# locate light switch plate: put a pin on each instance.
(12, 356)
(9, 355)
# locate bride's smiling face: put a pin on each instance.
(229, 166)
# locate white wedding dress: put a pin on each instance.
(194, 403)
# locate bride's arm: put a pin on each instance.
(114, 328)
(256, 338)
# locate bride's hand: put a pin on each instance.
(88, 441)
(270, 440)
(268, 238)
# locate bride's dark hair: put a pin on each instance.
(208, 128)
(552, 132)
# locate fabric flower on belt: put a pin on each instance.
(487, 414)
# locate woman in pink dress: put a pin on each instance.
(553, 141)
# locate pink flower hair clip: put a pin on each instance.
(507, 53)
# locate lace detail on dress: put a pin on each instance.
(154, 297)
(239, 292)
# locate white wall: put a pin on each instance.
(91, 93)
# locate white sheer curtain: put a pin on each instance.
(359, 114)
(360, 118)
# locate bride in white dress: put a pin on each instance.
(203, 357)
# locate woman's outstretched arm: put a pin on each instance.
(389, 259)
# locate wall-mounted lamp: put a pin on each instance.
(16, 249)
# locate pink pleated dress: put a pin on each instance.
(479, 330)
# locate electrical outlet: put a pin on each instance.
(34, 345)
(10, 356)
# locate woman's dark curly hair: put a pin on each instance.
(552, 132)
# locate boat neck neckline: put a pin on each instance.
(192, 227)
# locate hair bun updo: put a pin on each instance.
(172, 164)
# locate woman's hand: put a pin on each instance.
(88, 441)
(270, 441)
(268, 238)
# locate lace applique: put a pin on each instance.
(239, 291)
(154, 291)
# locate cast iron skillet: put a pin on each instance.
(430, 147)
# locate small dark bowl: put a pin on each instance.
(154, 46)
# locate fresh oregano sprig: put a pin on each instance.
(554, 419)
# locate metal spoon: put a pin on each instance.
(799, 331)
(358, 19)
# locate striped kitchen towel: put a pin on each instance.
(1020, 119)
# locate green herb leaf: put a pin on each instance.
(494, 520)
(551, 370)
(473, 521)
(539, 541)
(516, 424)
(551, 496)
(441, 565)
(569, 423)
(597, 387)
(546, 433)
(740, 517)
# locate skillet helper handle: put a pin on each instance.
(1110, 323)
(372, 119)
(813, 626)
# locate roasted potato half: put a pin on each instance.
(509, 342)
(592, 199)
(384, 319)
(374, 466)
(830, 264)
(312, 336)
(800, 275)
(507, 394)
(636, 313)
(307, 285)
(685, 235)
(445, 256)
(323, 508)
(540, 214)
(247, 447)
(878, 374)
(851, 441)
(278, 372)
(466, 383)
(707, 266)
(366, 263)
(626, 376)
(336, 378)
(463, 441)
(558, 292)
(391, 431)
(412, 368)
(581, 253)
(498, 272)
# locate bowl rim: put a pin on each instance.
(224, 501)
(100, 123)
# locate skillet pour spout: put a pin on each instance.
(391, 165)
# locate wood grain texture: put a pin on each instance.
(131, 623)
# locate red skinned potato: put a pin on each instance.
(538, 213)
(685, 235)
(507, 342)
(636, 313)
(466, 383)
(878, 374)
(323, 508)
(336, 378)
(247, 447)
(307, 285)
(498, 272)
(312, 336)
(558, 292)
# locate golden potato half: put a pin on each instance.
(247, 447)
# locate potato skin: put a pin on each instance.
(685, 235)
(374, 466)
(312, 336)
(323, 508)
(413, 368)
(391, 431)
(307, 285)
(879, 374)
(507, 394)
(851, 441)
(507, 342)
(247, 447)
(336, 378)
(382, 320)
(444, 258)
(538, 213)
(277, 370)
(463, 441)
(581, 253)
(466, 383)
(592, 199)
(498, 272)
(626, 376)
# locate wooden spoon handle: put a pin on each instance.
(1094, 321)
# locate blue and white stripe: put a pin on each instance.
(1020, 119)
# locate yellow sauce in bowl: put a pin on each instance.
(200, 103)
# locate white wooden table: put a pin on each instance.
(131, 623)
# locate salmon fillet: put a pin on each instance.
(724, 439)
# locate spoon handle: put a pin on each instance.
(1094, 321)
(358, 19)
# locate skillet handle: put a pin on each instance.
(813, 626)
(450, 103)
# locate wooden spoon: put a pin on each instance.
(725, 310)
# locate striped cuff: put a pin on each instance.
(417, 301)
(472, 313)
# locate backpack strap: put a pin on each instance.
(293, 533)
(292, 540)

*Assignment*: Every record above must be duplicated exactly.

*Your solution*:
# locate light switch plate: put a pin on each instance.
(12, 356)
(9, 355)
# locate bride's smiling face: put a pin on each instance.
(229, 166)
# locate white wedding dress: put a pin on each instance.
(194, 403)
# locate bride's arm: put a pin on each instance.
(114, 328)
(256, 338)
# locate bride's hand: put a pin on each instance.
(88, 441)
(270, 440)
(268, 238)
# locate bride's dark hair: put a pin on each instance.
(208, 128)
(552, 132)
# locate fabric flower on belt: put a pin on each instance.
(487, 414)
# locate woman in pink dress: put a pin on each instance.
(553, 141)
# locate pink flower hair clip: put a pin on each instance.
(507, 53)
# locate lace detail on dress: put a pin on each instance.
(154, 297)
(239, 292)
# locate white wall: put a pin on each instance.
(91, 93)
# locate white sheer curtain: put a pin on each instance.
(359, 114)
(360, 118)
# locate bride in white dress: put a pin on each instance.
(203, 357)
# locate woman's outstretched arm: put a pin on each instance.
(389, 259)
# locate wall-mounted lamp: put a pin on each instance.
(16, 249)
# locate pink pleated dress: put a pin on each instance.
(479, 330)
# locate electrical outlet: put a pin on each instance.
(34, 345)
(10, 356)
# locate woman's dark curly hair: put a pin on each instance.
(552, 132)
# locate boat neck neckline: put a pin on each instance.
(192, 227)
# locate hair bun updo: put a pin on each instance.
(172, 164)
# locate woman's hand: put a pin on each instance.
(88, 441)
(270, 441)
(268, 238)
# locate lace applique: put a pin on each instance.
(239, 291)
(154, 291)
# locate cast iron skillet: put a pin on each instance.
(430, 147)
# locate small dark bowl: put a pin on each instance.
(154, 46)
# locate fresh oregano sprig: put a pin on each instance.
(554, 419)
# locate metal spoon: put a pin on each instance.
(799, 331)
(358, 19)
# locate striped kitchen towel: put a pin on each instance.
(1020, 119)
# locate green herb leaf: put a pin on each instance.
(494, 520)
(551, 370)
(473, 521)
(539, 541)
(516, 424)
(551, 496)
(441, 565)
(569, 423)
(597, 387)
(546, 433)
(740, 517)
# locate skillet helper handle: put a pin on each instance.
(1110, 323)
(372, 119)
(813, 626)
# locate roasted potato half: put a pin on each instance.
(509, 342)
(592, 199)
(384, 319)
(374, 466)
(830, 264)
(312, 336)
(800, 275)
(507, 394)
(636, 313)
(307, 285)
(685, 235)
(445, 256)
(323, 508)
(540, 214)
(247, 447)
(878, 374)
(851, 441)
(278, 372)
(466, 383)
(707, 266)
(366, 263)
(626, 376)
(336, 378)
(463, 441)
(558, 292)
(391, 431)
(412, 368)
(581, 253)
(498, 272)
# locate bowl rim: put a pin on each instance.
(224, 501)
(100, 123)
# locate skillet pour spout: put a pin on each instance.
(391, 165)
# locate wood grain texture: put a pin on each instance.
(131, 623)
# locate red skinned potato: put a pin on each instance.
(538, 213)
(685, 235)
(507, 342)
(636, 313)
(466, 383)
(878, 374)
(323, 508)
(336, 378)
(247, 447)
(307, 285)
(498, 272)
(312, 336)
(558, 292)
# locate golden potato half: put a pin on each instance.
(247, 447)
# locate potato skin: put a pin on each instance.
(685, 235)
(374, 466)
(312, 336)
(323, 508)
(413, 368)
(391, 431)
(307, 285)
(879, 374)
(507, 394)
(851, 441)
(507, 342)
(247, 447)
(336, 378)
(382, 320)
(444, 258)
(538, 213)
(277, 370)
(463, 441)
(581, 253)
(466, 383)
(592, 199)
(498, 272)
(626, 376)
# locate wooden spoon handle: put a pin on each instance.
(1094, 321)
# locate blue and white stripe: put a pin on each instance.
(1020, 119)
# locate yellow sauce in bowl: put a pin on each instance.
(200, 103)
# locate white wooden table: put a pin on each instance.
(131, 623)
# locate salmon fillet: put a pin on each instance.
(724, 439)
# locate spoon handle: put a pin on each instance.
(1094, 321)
(358, 19)
# locate skillet handle: put a pin on each instance.
(813, 626)
(450, 103)
# locate wooden spoon: put a pin on each instance.
(725, 310)
# locate striped cuff: put a pin on each instance.
(417, 301)
(472, 313)
# locate backpack strap: put a pin on each instance.
(293, 533)
(292, 540)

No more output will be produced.